» Tâche courte: Poursuivez le fil de discussion ci-dessous sur le piratage d'un compte iCloud, à partir de son dernier message.

» Extrait à lire:
★ ★ ★ ★
# Piratage ICloud



## Johny29 (29 Mai 2021)

Bonjour,

j’ai reçu hier un mail d’Apple me disant que mon nom sur mon compte ICloud avait été modifié. Ce nouveau nom était MonPrénom ça c vu hc y MonNom.
J’ai fait attention à une tentative de phishing et je suis allé sur la page appleid.apple.com pour vérifier. Et effectivement c’était le cas. 
J’ai tout de suite modifié mon mot de passe. Rien d’autre n’avait été changé. 
J’ai plusieurs questions :
- L’identification à deux facteurs est activée. 
Les appareils de confiance sont mon iPhone et mon IMac. J’ai reçu le mail de modification sans un mail de connexion. Comment ce hacker a pu accéder à mon compte? 
- Quel est son intérêt à modifier mon nom?
Je n’en vois qu’un. A me forcer à changer mon mot de passe. Présence d’un keylogger sur mon iPhone? Il n’est pas jailbreaké. Est ce possible?
Merci de m’éclairer,
Bonne journée.
★ ★ ★ ★
» Extrait source:

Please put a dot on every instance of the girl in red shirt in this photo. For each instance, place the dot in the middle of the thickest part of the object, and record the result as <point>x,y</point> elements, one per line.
★ ★ ★ ★
» Réponse rédigée:
----------



## Locke (29 Mai 2021)

Ça ne va pas répondre à ta question, mais voici 2 liens vidéos que je t'invite à regarder, ça fait partie d'un reportage passé récemment sur France 2...











...il n'y a pas besoin d'être piraté.  Ce qui est sidérant est que si on achète un smartphone lambda tout neuf et qu'on l'allume, sans rien faire des données sont envoyées ! Sur le fond, c'est ce que nous faisons en téléchargeant une ou des applications, en donnant bêtement des autorisations qui paraissent anodines qui fait que tout le contenu de nos chers smartphones est vendu !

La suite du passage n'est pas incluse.